→ EXERCISE INSTRUCTIONS
Edit the lines below by replacing every "innermost point" with "central point" and keeping everything else the same.

## start DATASET RECORDS

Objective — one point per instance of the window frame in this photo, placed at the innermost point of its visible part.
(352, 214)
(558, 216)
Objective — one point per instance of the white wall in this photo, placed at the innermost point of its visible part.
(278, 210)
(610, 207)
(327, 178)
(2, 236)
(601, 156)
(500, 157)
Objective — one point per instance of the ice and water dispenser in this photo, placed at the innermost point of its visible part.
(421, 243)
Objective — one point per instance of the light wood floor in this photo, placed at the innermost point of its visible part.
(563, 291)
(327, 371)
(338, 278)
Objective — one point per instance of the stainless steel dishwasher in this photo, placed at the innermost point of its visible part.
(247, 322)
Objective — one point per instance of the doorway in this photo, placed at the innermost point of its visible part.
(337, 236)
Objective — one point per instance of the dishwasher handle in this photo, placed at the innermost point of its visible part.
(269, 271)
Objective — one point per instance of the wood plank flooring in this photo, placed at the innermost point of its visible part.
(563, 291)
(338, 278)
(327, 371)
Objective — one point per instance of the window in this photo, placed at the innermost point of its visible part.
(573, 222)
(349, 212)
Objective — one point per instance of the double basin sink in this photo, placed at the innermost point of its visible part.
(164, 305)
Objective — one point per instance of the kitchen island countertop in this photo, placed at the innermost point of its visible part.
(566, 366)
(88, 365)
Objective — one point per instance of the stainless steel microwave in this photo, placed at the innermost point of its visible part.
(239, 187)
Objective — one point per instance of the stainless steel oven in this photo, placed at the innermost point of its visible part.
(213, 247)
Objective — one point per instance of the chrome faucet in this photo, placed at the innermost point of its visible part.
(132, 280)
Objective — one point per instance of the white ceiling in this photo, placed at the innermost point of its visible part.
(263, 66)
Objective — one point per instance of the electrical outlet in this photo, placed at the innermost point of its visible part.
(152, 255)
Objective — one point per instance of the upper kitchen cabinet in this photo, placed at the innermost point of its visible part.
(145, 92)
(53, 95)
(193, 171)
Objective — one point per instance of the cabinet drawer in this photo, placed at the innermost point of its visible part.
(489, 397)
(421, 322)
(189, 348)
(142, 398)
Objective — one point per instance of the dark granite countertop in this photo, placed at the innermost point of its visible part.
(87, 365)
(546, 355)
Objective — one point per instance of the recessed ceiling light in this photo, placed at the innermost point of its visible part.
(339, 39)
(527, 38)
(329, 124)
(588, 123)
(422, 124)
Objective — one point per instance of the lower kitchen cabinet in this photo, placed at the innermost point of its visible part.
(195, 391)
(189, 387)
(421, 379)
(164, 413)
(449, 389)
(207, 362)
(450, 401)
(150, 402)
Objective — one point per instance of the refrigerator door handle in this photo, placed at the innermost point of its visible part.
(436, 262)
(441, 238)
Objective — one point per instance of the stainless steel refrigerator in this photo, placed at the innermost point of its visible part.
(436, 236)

## end DATASET RECORDS

→ PROBLEM SOLUTION
Objective — one point per instance of the window frame in this photo, placed at the central point of its visible part.
(352, 214)
(558, 216)
Objective — one point per instance of the white wall in this photo, placed at the central point of its visible part.
(278, 210)
(610, 207)
(327, 178)
(2, 236)
(601, 156)
(500, 157)
Objective — one point per instance of the ice and water dispenser in this photo, placed at the central point of its visible part.
(421, 243)
Objective — one point per instance of the light wood floor in this photo, placed at the central point of its visible part.
(563, 291)
(327, 371)
(338, 278)
Objective — one point per instance of the stainless steel dishwasher in this photo, placed at the central point of its visible part.
(247, 322)
Objective — one point per instance of the doorway in this photo, placed at the central point of its visible part.
(337, 236)
Objective — one point per instance of the dishwasher handle in this photo, placed at the central point of its visible part.
(269, 271)
Objective — one point per instance of the wood plank flooring in this photo, placed at the central point of its visible part.
(563, 291)
(338, 278)
(327, 371)
Objective — one point per instance of the window in this photo, placed at the central point of its visible part.
(573, 222)
(349, 212)
Objective — one point per instance of the double basin sink in this photo, placed at the central point of its visible part.
(164, 305)
Objective — one point per instance of the kitchen island countertop in this photo, placed at the central point of its visible part.
(566, 366)
(88, 365)
Objective — one point per instance of the stainless steel microwave in this photo, placed at the central point of its visible part.
(239, 187)
Objective — one point per instance of the stainless steel oven in this photo, placed at the central point of its visible part.
(213, 247)
Objective — one point per instance of the chrome faucet in this photo, placed at the central point of its visible part.
(132, 280)
Objective — one point per instance of the white ceiling in this photo, placed at the central point of its visible part.
(263, 66)
Objective — one point per instance of the electrical outlet in this photo, placed at the central point of its visible part.
(152, 255)
Objective — one point per instance of the upper kitchen cabinet in this photo, placed at the central point of its visible part.
(145, 92)
(53, 95)
(193, 171)
Objective — one point per instance of the cabinet drawer in this photo, placed at the central point of its visible part.
(489, 397)
(421, 322)
(189, 348)
(142, 398)
Objective — one point per instance of the dark granite countertop in this photo, placed at the central point of its visible part.
(87, 365)
(546, 355)
Objective — one point per instance of the recessed ceiling light in this photo, placed at the central point of its visible part.
(339, 39)
(527, 38)
(329, 124)
(588, 123)
(422, 124)
Objective — one point per instance of the lower kitchen cabinet in this photo, placed at the central point of its visible part.
(195, 391)
(189, 387)
(421, 379)
(164, 413)
(449, 389)
(207, 362)
(450, 401)
(150, 402)
Objective — one point per instance of the refrigerator door handle in this photo, placed at the central point of its visible part.
(436, 262)
(441, 238)
Objective — one point per instance of the stainless steel refrigerator in this photo, placed at the central point of its visible part.
(436, 236)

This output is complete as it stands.